Keep the pictures out. Copy every line of the listing exactly.
○ ○ ○ ○ ○
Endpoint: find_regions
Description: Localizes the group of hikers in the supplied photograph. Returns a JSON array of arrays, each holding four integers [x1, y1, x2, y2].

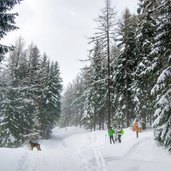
[[107, 119, 141, 144], [107, 126, 124, 144]]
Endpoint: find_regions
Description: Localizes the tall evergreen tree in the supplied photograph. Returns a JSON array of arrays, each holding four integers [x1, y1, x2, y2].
[[152, 0, 171, 149], [132, 0, 158, 129], [90, 0, 116, 128], [27, 43, 43, 139], [114, 9, 138, 127], [0, 37, 34, 147], [0, 0, 22, 60], [41, 61, 62, 138], [82, 41, 107, 130]]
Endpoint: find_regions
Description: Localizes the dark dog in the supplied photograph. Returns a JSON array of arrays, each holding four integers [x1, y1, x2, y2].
[[29, 140, 41, 151]]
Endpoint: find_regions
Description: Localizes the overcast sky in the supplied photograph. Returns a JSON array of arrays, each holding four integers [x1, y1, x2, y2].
[[3, 0, 138, 87]]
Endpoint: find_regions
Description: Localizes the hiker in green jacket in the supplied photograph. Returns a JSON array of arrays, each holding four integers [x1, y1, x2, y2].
[[108, 127, 115, 144]]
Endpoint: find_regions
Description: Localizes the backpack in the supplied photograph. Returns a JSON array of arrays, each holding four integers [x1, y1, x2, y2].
[[121, 129, 124, 135]]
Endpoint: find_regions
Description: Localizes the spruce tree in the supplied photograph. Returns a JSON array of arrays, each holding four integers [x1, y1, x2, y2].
[[0, 0, 22, 60], [82, 41, 107, 130], [0, 37, 33, 147], [42, 61, 62, 138], [132, 0, 158, 129], [152, 0, 171, 149], [27, 43, 42, 139], [114, 9, 138, 127]]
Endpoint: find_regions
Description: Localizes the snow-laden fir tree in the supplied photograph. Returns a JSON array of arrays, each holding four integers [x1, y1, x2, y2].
[[132, 0, 159, 129], [0, 38, 35, 147], [42, 61, 62, 138], [152, 0, 171, 149], [0, 0, 22, 60], [113, 9, 138, 127], [81, 41, 107, 130]]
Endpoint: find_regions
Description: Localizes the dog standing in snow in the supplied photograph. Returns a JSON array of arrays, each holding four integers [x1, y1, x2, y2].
[[29, 140, 41, 151]]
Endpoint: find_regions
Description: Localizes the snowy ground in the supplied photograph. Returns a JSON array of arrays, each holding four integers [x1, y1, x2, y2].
[[0, 126, 171, 171]]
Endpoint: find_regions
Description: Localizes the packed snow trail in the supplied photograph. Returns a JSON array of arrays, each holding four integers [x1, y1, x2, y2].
[[16, 127, 92, 171], [0, 127, 171, 171]]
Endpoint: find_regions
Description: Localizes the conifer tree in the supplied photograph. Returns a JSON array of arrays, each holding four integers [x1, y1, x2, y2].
[[152, 0, 171, 149], [0, 0, 22, 60], [90, 0, 116, 128], [0, 37, 33, 147], [82, 41, 107, 130], [114, 9, 138, 127], [132, 0, 158, 129], [42, 61, 62, 138]]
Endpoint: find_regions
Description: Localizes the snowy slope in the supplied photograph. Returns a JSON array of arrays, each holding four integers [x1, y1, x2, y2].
[[0, 126, 171, 171]]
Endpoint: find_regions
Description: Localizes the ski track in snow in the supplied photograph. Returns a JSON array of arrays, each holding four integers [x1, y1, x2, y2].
[[94, 148, 107, 171], [83, 135, 153, 171], [123, 137, 152, 159], [78, 149, 91, 171], [104, 137, 153, 162], [88, 136, 156, 171]]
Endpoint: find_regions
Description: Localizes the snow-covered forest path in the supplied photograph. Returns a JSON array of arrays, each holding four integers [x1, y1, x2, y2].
[[0, 127, 171, 171], [16, 127, 90, 171]]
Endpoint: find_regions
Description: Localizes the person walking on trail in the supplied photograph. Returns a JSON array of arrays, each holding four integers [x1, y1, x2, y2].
[[117, 126, 124, 143], [132, 118, 141, 138], [108, 127, 115, 144]]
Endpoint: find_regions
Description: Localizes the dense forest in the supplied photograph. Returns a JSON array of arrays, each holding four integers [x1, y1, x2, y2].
[[0, 0, 62, 147], [60, 0, 171, 150]]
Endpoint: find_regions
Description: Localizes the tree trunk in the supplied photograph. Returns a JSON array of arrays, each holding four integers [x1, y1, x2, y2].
[[106, 1, 111, 129]]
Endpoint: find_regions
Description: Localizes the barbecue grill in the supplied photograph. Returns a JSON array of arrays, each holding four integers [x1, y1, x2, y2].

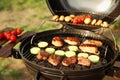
[[0, 0, 120, 80]]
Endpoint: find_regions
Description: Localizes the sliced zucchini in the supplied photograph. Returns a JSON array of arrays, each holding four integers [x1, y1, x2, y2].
[[30, 47, 40, 54], [38, 41, 48, 48], [65, 51, 76, 57], [55, 50, 65, 56], [45, 48, 55, 54], [68, 46, 78, 52], [88, 55, 100, 63], [78, 53, 89, 58]]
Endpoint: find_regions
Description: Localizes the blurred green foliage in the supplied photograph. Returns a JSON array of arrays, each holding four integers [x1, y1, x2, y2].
[[115, 19, 120, 27], [111, 20, 120, 30], [0, 0, 46, 11]]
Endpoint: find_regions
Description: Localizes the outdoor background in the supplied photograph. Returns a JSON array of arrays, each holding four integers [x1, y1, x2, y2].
[[0, 0, 120, 80]]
○ ○ ○ ○ ○
▶ REPLY TO THE TASK
Endpoint: find_regions
Description: Localizes the group of hikers in the supplied photograph. Returns a JSON array of arrays, each holding four integers [x1, y1, x2, y2].

[[107, 119, 141, 144], [107, 126, 124, 144]]
Endpoint: find_regions
Description: Localizes the tall evergreen tree in the supplied photograph. Returns a JSON array of arrays, each holding four integers [x1, y1, x2, y2].
[[152, 0, 171, 149], [132, 0, 158, 129], [90, 0, 116, 128], [27, 43, 43, 139], [114, 9, 138, 127], [0, 37, 34, 147], [0, 0, 22, 60], [41, 61, 62, 138], [82, 41, 107, 130]]
Endpoint: find_regions
Description: Localizes the dark dog in the supplied photograph. Returns a JSON array of arrays, each holding four integers [x1, y1, x2, y2].
[[29, 140, 41, 151]]
Endpoint: find_regions
Description: Localizes the overcast sky in the supplied photograph. Returns a JSON array of arrays, each holding four integers [x1, y1, x2, y2].
[[3, 0, 138, 87]]
Endpoint: find_regions
Description: Localizes the hiker in green jacket in the supplied photograph. Returns a JSON array of arrays, each holding four integers [x1, y1, x2, y2].
[[108, 127, 115, 144]]
Endpoint: find_regions
Description: Localizes the backpack in the supplied photograph. Returns a JSON array of arrays, each holding four integers [x1, y1, x2, y2].
[[121, 129, 124, 135]]
Endpoint: find_regions
Description: Localizes the spruce tree in the supplied photograph. Returns a JSON array of arrays, each holding four integers [x1, y1, x2, y2].
[[0, 0, 22, 60], [82, 41, 107, 130], [0, 37, 33, 147], [42, 61, 62, 138], [132, 0, 158, 129], [152, 0, 171, 149], [27, 43, 42, 139], [114, 9, 138, 127]]
Endpoint: find_regions
Description: Localizes the snow-laden fir tree in the supplied photograph. Returns a JSON array of arrays, each holding four integers [x1, y1, x2, y2].
[[132, 0, 159, 129], [0, 38, 35, 147], [42, 61, 62, 138], [152, 0, 171, 149], [0, 0, 22, 60], [113, 9, 138, 127], [81, 41, 107, 130]]
Endpoint: find_regions
Description: Localizes the dog standing in snow in the supplied photograph. Returns a JSON array of arrays, each holding four integers [x1, y1, x2, y2].
[[29, 140, 41, 151]]
Endpoint: find_regions
Description: Localizes the snowy ground in the supplied photograph. Returns a JSON array of arrays, each holding four integers [x1, y1, x2, y2].
[[0, 126, 171, 171]]
Endpoint: find_regions
Description: Localizes the packed snow trail in the supplied photograph. Returns a JSON array of arrays, each holding four integers [x1, y1, x2, y2].
[[16, 127, 92, 171], [0, 127, 171, 171]]
Endpoint: find_regions
Description: Localizes the conifer tree in the supplied photograph. Returns a JSON array of arrays, each holding four integers [x1, y1, x2, y2].
[[152, 0, 171, 149], [0, 0, 22, 60], [90, 0, 116, 128], [0, 37, 33, 147], [82, 41, 107, 130], [114, 9, 138, 127], [132, 0, 158, 129], [42, 61, 62, 138]]
Endpoint: find_regions
Description: Localizes the snowy slope in the supplied photograph. Returns a JSON array of arrays, each holding four integers [x1, y1, x2, y2].
[[0, 126, 171, 171]]
Endpoint: find_regions
Description: Localizes the ski track in snow in the supplied photograph. Returns a JSON array of arrays, each holding four integers [x1, y1, x2, y2].
[[94, 148, 107, 171], [83, 135, 153, 171], [123, 137, 152, 159], [78, 149, 91, 171], [104, 137, 153, 162], [88, 136, 156, 171]]
Endpoint: find_regions
Description: Localizes the snow-covered forest path in the supplied photograph. Returns a JSON array of arrays, each holding four integers [x1, y1, x2, y2].
[[0, 127, 171, 171], [16, 127, 90, 171]]
Endpoint: find_regions
Description: Localizes the person walking on trail in the supplied photograph. Returns a JSON array of arrays, each holding four integers [x1, y1, x2, y2].
[[117, 126, 124, 143], [132, 118, 141, 138], [108, 127, 115, 144]]
Endpoint: find_regions
Description: Localizes the dense forest in the supplied photograph. Returns a JSON array of arrays, each holding four integers [x1, y1, x2, y2].
[[0, 0, 62, 147], [60, 0, 171, 150]]
Endpoint: find_regions
Description: Localizes the tree trunk in the supplied photograph. Returns a JSON array of arrays, each holding four integers [x1, y1, x2, y2].
[[106, 1, 111, 129]]
Endpoint: find_regions
Description: Localizes the barbecue grill in the supplied photograph. Returns a JSON array of arrays, each holding four integers [x1, y1, x2, y2].

[[0, 0, 120, 80]]
Endpoint: find_regions
Description: Localizes the sliced zucchini in the supplied photograph. Returns a JSON array of arrays, each holding four integers [x1, y1, x2, y2].
[[30, 47, 40, 54], [38, 41, 48, 48], [65, 51, 76, 57], [55, 50, 65, 56], [45, 48, 55, 54], [68, 46, 78, 52], [88, 55, 100, 63], [78, 53, 89, 58]]
Endpoint: find_regions
Description: Localizes the blurred green foliage in the supplied photograph. Returns a JSON array of arrays, each holding four integers [x1, y1, x2, y2].
[[115, 19, 120, 27], [111, 20, 120, 30], [0, 0, 46, 11]]
Endpoint: find_regions
Description: Localizes the outdoor background in the supplied photograph. Returns a JSON array of arrays, each holding four integers [x1, y1, x2, y2].
[[0, 0, 120, 80]]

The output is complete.